▶ _The task_
Pull out each of the lines below that contains the word "concrete", and copy those lines without changing them.

▶ _Data to process_
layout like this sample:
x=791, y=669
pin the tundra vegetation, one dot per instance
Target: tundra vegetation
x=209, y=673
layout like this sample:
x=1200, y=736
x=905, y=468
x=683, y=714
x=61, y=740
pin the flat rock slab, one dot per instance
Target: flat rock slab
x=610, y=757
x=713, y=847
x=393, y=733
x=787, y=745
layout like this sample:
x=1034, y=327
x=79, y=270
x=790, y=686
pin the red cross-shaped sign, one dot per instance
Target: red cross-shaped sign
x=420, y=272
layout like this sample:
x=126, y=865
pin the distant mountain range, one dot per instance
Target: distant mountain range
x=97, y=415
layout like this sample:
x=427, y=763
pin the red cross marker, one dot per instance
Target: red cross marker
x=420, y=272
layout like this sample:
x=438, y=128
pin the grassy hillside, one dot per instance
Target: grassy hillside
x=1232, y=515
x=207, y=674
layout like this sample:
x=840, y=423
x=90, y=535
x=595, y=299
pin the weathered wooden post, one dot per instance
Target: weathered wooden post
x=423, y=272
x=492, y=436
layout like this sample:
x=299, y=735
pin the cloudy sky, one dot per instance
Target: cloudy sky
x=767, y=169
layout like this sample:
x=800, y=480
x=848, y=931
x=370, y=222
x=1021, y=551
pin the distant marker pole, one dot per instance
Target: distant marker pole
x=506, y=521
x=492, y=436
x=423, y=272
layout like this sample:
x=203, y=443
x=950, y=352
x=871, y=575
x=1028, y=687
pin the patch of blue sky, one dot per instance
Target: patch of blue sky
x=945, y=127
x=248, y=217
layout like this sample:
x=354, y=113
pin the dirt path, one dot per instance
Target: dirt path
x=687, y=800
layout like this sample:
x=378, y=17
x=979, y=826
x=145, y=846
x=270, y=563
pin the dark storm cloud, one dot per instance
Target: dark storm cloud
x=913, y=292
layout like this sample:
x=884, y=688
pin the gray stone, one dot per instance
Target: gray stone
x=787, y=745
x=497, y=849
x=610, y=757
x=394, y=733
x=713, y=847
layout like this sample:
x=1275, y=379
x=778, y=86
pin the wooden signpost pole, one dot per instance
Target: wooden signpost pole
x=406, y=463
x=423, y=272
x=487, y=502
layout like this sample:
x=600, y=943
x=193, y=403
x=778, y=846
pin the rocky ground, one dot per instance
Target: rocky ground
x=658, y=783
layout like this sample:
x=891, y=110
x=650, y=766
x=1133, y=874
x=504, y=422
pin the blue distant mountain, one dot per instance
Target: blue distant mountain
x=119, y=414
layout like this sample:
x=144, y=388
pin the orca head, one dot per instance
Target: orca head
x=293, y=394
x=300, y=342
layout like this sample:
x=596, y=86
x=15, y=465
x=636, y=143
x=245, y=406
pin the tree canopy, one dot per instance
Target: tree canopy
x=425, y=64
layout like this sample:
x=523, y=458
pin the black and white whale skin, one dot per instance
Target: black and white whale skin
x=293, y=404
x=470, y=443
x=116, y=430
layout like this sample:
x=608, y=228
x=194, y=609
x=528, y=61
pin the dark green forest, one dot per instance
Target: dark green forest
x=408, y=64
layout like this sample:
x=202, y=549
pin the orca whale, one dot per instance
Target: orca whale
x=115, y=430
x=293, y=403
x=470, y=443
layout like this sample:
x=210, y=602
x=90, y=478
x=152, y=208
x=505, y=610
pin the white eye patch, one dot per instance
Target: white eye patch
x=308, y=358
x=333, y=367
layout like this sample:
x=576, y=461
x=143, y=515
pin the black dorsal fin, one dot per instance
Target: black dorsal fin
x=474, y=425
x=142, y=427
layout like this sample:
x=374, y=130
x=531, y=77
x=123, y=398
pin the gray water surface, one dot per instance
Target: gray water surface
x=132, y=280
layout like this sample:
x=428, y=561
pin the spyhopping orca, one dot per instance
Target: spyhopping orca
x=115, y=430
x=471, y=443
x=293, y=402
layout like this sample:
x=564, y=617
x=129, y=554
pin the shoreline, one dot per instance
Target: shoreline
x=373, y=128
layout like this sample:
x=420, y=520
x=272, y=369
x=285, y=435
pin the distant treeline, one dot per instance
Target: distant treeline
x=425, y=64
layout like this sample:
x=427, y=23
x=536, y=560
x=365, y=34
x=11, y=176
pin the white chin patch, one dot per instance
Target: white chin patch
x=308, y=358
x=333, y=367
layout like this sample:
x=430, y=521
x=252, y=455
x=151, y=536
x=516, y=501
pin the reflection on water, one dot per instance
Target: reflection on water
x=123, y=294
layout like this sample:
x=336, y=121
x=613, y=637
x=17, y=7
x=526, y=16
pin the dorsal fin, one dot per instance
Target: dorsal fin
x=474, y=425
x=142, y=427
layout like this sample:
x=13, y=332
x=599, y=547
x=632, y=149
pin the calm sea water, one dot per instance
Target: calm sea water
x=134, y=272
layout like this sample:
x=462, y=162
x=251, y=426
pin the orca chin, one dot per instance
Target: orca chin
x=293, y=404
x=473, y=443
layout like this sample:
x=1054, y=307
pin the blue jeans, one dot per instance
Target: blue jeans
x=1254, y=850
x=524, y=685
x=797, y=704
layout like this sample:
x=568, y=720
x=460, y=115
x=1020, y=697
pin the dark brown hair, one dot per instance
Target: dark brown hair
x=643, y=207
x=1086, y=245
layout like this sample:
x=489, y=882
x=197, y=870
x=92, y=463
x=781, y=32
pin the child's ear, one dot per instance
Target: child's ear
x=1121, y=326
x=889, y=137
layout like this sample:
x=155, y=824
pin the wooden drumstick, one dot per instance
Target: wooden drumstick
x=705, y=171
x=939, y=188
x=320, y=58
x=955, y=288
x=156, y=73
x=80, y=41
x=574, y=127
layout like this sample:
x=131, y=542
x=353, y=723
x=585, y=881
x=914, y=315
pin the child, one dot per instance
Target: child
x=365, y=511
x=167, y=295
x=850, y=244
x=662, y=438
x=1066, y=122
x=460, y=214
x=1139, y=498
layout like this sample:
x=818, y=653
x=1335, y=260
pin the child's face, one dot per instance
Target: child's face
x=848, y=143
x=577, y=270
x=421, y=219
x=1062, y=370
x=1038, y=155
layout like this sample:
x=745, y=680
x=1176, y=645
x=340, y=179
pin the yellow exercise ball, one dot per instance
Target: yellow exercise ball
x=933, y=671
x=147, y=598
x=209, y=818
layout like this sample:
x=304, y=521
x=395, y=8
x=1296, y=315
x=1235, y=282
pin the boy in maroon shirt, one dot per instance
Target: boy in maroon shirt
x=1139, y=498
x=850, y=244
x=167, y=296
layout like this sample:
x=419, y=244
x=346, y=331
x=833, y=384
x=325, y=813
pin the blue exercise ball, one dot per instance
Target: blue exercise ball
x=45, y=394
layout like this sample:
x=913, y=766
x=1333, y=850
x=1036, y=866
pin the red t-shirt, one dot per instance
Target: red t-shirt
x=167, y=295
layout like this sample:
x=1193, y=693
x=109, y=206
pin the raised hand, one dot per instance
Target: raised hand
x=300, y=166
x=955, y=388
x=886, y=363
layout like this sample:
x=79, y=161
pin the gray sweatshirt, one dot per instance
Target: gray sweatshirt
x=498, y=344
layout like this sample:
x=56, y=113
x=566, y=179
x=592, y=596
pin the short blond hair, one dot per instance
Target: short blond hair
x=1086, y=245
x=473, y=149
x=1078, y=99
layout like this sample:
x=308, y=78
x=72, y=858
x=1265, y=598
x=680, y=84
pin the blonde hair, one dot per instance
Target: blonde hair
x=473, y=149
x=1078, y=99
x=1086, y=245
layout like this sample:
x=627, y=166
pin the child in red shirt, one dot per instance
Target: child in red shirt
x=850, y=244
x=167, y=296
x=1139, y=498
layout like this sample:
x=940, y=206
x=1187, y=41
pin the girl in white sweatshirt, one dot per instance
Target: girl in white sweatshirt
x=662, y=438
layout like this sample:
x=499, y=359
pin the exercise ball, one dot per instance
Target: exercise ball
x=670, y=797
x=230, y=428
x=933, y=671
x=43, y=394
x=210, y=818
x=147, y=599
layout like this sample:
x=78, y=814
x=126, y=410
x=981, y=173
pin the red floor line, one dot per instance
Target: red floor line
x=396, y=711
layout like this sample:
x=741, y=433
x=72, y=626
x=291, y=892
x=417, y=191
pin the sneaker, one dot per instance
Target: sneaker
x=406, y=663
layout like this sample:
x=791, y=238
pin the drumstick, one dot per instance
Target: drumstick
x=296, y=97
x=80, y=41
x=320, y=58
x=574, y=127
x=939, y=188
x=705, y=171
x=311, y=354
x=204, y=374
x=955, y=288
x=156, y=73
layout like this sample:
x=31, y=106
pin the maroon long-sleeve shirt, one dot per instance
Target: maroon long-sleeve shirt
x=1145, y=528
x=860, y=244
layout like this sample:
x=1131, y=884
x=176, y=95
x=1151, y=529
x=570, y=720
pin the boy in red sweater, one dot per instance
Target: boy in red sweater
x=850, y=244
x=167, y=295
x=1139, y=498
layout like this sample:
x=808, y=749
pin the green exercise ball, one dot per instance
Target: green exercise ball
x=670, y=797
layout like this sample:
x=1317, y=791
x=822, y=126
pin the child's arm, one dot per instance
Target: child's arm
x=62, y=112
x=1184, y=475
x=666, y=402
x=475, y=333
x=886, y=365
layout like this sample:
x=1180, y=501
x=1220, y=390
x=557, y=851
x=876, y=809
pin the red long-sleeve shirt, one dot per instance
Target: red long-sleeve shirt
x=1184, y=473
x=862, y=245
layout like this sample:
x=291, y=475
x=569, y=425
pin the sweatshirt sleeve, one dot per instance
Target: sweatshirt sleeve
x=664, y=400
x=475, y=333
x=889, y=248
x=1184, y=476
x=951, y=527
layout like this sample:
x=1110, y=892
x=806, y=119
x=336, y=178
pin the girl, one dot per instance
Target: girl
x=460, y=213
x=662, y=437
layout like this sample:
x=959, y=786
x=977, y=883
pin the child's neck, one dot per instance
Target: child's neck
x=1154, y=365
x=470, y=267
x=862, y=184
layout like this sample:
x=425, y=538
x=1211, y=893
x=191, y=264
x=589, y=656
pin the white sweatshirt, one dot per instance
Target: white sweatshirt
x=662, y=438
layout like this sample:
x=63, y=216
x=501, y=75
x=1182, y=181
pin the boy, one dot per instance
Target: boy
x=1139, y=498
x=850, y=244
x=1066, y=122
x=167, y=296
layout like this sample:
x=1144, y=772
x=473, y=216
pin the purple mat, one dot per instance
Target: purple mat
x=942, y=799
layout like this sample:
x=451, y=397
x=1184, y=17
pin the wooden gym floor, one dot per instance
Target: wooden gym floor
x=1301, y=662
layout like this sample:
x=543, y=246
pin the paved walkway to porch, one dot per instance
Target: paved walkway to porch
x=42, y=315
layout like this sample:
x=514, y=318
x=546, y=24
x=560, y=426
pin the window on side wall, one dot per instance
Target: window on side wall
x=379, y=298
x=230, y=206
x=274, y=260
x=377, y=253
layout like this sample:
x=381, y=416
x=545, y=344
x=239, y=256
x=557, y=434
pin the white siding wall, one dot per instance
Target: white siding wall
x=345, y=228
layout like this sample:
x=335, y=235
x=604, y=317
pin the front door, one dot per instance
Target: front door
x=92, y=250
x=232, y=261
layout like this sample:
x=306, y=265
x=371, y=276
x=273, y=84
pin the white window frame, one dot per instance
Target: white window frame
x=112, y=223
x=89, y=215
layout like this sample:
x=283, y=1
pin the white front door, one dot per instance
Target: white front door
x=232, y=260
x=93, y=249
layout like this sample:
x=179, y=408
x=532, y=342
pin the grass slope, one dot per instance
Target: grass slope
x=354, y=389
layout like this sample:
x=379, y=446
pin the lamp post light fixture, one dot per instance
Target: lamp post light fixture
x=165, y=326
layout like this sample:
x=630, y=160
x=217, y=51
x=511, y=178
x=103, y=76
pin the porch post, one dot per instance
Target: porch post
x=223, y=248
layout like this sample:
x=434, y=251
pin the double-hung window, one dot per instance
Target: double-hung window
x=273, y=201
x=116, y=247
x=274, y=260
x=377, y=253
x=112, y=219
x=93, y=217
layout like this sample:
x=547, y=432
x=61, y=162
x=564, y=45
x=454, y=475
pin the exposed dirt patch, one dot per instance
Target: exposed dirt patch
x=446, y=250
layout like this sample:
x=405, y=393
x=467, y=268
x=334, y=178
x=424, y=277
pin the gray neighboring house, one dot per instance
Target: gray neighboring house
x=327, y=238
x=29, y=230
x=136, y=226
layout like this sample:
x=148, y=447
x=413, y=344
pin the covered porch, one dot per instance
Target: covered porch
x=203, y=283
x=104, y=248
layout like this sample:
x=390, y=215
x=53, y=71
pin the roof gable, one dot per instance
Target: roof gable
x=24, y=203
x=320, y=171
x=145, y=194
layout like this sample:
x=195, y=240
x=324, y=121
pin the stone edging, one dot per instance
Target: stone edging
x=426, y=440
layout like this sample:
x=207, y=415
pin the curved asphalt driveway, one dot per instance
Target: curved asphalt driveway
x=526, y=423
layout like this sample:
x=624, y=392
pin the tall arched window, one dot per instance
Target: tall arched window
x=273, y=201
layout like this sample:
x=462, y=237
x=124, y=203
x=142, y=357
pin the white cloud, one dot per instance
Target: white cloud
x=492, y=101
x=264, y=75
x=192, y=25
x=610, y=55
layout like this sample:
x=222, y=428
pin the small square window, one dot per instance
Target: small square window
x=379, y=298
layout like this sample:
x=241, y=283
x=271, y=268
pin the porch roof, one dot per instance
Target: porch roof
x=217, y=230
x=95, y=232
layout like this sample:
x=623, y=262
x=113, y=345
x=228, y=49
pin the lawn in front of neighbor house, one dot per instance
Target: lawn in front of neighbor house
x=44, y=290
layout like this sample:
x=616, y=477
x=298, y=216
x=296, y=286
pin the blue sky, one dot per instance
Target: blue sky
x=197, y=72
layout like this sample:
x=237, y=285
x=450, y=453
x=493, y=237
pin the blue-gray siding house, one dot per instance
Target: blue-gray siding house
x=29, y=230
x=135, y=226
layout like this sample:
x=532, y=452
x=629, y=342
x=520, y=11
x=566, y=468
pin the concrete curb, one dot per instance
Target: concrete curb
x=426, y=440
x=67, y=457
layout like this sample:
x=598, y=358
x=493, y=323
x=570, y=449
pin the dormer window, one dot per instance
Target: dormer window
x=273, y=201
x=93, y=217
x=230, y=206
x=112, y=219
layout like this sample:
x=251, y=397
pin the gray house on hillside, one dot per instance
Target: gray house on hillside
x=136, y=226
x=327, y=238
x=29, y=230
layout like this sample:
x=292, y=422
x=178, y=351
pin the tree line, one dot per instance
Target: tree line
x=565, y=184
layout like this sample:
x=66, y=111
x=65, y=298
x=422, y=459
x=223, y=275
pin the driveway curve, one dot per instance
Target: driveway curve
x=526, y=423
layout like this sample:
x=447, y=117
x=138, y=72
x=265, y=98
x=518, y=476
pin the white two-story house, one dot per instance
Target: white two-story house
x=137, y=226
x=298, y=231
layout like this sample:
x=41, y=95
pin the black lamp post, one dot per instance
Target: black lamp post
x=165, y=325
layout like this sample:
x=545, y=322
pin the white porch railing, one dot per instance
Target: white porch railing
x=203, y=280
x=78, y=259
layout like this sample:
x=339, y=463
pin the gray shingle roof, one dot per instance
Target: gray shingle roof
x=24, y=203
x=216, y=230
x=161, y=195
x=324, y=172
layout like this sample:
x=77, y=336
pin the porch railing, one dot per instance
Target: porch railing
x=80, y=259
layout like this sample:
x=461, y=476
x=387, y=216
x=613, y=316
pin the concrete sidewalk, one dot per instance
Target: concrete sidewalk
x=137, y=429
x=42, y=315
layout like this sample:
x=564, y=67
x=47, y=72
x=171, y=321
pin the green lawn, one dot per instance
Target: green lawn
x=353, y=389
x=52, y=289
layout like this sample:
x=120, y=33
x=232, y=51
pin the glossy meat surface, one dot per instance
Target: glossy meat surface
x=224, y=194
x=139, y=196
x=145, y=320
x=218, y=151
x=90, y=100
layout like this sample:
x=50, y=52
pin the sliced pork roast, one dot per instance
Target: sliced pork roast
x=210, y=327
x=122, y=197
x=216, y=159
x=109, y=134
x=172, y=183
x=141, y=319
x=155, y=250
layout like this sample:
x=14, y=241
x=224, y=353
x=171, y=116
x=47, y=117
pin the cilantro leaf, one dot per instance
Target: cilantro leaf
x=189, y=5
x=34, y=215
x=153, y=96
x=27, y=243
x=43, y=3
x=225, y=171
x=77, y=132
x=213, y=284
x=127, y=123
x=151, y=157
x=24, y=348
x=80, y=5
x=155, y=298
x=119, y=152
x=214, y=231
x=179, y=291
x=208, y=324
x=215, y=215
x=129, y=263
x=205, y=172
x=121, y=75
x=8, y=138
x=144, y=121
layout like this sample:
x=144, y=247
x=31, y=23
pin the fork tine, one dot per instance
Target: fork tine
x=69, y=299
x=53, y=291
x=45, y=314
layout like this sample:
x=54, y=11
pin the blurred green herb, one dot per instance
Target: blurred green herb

▶ _Exercise solution_
pin the concrete curb, one dot per instance
Target: concrete curb
pin the concrete sidewalk, one dot per instance
Target: concrete sidewalk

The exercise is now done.